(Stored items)
────────

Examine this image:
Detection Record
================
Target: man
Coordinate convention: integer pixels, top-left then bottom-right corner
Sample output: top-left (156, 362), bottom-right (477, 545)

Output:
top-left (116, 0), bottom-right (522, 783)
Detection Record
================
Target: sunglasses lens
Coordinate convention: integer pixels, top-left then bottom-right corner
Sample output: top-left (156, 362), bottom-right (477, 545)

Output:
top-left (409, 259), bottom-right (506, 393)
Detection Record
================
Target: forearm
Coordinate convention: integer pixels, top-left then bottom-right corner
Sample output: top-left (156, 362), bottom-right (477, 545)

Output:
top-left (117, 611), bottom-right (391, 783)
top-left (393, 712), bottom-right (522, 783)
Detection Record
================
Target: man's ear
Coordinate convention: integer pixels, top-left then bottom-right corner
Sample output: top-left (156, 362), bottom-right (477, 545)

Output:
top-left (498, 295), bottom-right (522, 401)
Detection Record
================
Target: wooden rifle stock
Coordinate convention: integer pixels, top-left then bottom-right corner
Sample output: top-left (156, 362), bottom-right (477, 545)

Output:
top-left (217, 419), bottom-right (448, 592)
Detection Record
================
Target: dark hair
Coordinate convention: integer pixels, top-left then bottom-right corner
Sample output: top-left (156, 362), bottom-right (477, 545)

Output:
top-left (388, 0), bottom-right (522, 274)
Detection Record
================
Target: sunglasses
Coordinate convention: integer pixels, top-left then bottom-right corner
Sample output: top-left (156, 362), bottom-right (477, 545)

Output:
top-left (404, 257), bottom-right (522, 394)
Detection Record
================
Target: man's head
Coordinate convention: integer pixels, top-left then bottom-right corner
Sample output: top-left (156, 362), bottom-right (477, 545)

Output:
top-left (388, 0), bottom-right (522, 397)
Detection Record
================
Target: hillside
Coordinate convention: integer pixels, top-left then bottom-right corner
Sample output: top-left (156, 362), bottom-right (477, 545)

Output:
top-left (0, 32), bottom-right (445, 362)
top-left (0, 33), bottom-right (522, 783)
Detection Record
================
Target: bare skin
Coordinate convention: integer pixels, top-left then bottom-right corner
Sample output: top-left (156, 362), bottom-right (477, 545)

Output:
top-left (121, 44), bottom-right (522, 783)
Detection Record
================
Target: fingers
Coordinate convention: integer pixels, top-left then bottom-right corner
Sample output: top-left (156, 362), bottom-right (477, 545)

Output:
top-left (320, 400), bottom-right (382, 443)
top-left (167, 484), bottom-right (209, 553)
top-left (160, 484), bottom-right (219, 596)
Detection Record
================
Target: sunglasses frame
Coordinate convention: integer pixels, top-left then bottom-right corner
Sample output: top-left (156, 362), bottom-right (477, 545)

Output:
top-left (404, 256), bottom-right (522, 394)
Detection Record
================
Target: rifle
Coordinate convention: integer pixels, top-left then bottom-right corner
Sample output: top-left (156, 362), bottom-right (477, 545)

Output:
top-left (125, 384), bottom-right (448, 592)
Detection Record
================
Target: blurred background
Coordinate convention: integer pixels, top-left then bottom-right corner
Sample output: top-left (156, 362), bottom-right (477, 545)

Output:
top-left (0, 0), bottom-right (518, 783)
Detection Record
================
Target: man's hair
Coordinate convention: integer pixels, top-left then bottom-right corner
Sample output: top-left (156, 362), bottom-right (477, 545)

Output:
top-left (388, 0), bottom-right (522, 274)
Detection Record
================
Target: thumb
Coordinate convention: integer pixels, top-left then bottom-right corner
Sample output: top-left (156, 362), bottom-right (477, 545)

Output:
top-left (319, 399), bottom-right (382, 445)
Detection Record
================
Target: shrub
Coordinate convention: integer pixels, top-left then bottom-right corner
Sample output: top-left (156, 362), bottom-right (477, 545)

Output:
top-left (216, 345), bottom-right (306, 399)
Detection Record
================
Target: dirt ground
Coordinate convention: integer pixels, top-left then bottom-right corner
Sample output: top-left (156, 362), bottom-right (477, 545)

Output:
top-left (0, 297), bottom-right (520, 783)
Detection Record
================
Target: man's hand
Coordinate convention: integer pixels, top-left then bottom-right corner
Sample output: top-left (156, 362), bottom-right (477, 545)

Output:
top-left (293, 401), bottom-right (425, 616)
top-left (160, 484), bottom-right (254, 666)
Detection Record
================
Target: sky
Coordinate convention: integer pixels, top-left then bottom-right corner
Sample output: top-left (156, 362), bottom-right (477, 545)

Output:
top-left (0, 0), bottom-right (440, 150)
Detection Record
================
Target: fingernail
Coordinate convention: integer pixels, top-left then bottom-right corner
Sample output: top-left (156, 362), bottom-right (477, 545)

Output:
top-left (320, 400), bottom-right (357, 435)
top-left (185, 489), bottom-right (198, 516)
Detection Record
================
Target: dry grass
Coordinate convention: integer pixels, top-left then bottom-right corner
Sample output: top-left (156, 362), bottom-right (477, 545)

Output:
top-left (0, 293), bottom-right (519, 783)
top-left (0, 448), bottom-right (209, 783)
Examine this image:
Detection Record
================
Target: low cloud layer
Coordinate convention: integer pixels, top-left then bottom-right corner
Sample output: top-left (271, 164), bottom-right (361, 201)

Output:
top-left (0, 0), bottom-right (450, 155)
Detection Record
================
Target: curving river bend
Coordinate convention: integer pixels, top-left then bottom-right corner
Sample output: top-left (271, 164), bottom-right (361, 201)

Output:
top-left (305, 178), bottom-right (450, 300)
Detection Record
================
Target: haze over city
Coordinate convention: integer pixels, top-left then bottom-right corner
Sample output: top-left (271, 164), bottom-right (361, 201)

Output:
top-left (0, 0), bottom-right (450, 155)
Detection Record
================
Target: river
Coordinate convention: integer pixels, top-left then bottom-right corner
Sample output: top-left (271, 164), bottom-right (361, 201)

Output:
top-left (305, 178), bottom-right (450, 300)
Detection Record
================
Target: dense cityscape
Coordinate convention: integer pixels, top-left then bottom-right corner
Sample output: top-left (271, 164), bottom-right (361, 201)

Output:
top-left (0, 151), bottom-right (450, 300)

────────

Exercise aim >>
Reproduce the listing above word for word, from its first line through the line containing "top-left (498, 295), bottom-right (522, 401)", with both of these lines included.

Exercise answer >>
Examine this image:
Detection Record
================
Target: man
Coordinate convention: integer pixels, top-left then bottom-right corner
Sample output: top-left (156, 362), bottom-right (477, 545)

Output:
top-left (116, 0), bottom-right (522, 783)
Detection Record
================
Target: sunglasses lens
Coordinate convention: integer pixels, top-left then bottom-right corner
Sample output: top-left (156, 362), bottom-right (477, 545)

Output:
top-left (409, 259), bottom-right (506, 393)
Detection Record
================
Target: forearm
Coordinate convention: integer pixels, top-left then bottom-right corner
Sample output: top-left (156, 362), bottom-right (477, 545)

Output:
top-left (117, 611), bottom-right (391, 783)
top-left (393, 712), bottom-right (522, 783)
Detection Record
================
Target: man's ear
Coordinate convention: integer pixels, top-left then bottom-right corner
Sample output: top-left (156, 362), bottom-right (477, 545)

Output:
top-left (498, 295), bottom-right (522, 401)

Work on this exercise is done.